**Aim:** Please retype all of the records below line for line, changing nothing.

**Data items:**
• • • •
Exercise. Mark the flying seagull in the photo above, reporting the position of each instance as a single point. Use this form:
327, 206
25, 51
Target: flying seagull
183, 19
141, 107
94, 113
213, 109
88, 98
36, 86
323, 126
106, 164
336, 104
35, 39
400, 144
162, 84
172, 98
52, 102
• • • •
**Correct response:**
Exercise. Mark the flying seagull in the photo above, reporting the position of each instance as a single point. Use this form:
327, 206
25, 51
Target: flying seagull
183, 19
141, 107
94, 113
213, 109
88, 98
36, 86
323, 126
106, 164
336, 104
35, 39
400, 144
162, 84
172, 98
52, 102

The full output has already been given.